Locate each line in the data below that contains the string "post" and copy every such line in full.

_Data to use_:
+++

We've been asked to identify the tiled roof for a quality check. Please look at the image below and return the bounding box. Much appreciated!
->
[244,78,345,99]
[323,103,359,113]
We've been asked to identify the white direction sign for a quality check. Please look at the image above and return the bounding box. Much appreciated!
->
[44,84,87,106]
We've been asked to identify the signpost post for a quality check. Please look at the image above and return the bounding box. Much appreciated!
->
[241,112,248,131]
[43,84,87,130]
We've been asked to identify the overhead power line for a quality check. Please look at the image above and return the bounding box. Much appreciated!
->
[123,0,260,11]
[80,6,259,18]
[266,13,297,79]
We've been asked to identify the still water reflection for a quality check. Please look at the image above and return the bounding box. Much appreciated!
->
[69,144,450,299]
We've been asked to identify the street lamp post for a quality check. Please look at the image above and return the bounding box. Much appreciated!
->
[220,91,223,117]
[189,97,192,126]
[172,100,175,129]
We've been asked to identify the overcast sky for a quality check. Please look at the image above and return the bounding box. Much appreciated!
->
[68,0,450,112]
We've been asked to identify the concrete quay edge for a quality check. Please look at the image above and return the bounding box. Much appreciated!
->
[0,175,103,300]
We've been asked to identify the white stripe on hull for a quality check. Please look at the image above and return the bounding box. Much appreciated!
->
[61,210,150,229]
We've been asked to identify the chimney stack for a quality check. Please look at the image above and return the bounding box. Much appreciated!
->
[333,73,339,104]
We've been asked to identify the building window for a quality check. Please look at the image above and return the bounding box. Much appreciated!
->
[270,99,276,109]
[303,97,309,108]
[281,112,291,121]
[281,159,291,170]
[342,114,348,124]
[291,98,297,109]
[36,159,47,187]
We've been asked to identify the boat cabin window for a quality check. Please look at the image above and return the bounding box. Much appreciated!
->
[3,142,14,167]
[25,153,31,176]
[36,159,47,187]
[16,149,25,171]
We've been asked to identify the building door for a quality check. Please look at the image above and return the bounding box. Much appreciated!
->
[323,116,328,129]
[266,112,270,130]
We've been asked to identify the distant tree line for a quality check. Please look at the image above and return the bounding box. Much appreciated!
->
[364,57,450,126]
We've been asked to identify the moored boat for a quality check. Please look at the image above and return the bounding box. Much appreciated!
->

+++

_Reply to the task_:
We've been asked to identify the signpost post for a quality check. Please look at the image above and return the bounding box. Much appreciated!
We've been asked to identify the street lamp post for a quality check. Please look at the image above and return the bounding box. Much appreciated!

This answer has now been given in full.